=== Materials provided ===
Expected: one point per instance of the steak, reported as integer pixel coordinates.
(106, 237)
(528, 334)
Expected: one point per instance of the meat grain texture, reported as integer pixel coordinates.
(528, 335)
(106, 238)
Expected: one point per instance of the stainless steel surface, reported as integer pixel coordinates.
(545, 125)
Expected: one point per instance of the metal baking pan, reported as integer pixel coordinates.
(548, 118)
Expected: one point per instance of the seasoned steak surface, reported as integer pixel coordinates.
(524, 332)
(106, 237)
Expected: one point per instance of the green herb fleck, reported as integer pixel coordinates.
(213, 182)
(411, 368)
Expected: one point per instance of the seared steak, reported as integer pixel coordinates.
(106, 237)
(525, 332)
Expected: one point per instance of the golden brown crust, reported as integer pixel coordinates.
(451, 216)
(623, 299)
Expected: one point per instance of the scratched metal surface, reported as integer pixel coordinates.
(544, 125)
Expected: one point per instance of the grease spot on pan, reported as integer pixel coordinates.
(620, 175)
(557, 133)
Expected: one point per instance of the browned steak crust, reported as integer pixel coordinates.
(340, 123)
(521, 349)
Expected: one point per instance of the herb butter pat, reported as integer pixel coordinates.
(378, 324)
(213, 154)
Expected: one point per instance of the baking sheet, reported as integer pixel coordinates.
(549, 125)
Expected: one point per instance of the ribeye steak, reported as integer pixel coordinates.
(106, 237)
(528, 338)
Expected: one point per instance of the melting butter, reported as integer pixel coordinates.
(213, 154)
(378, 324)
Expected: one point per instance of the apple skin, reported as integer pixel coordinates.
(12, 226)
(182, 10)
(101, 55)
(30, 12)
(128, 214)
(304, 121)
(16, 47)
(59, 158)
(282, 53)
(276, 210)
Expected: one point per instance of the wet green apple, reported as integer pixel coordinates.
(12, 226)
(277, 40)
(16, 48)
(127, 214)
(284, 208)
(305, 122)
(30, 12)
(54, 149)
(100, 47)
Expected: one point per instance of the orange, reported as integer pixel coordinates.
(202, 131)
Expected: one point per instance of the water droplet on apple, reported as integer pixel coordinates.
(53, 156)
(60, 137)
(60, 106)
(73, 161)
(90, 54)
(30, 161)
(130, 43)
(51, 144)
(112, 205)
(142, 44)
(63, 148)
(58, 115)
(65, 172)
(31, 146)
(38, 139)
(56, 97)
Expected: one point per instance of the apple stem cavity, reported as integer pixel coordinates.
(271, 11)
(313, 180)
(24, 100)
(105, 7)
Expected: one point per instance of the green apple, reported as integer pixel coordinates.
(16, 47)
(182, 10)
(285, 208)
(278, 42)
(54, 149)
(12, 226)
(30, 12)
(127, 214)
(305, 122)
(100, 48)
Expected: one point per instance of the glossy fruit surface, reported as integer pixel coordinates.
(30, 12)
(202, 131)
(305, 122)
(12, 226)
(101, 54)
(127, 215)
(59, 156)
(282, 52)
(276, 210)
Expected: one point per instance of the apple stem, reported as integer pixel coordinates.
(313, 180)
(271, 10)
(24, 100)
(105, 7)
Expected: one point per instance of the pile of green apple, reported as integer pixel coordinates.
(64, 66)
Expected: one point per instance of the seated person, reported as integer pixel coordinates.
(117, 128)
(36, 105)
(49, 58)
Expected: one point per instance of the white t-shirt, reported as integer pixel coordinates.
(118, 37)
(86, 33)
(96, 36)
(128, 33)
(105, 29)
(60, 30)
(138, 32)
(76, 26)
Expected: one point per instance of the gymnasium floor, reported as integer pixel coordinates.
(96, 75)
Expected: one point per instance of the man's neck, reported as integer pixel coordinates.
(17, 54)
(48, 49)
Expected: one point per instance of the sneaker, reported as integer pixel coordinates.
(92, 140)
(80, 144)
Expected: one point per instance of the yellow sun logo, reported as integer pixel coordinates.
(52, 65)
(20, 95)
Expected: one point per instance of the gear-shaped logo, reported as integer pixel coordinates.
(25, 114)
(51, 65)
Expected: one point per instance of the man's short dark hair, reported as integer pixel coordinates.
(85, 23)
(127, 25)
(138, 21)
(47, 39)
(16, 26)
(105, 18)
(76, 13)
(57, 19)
===
◆ **Your assignment**
From the line containing "Expected: one point per instance of the gear-shaped" to the last line above, repeat every line exactly and nothing else.

◆ **Task result**
Expected: one point per instance of the gear-shaped logo, reported as integer pixel coordinates.
(25, 114)
(51, 65)
Expected: one point per instance of the man's short dark hair, reported as integer pixel coordinates.
(85, 23)
(127, 25)
(138, 21)
(47, 39)
(16, 26)
(105, 18)
(76, 13)
(57, 19)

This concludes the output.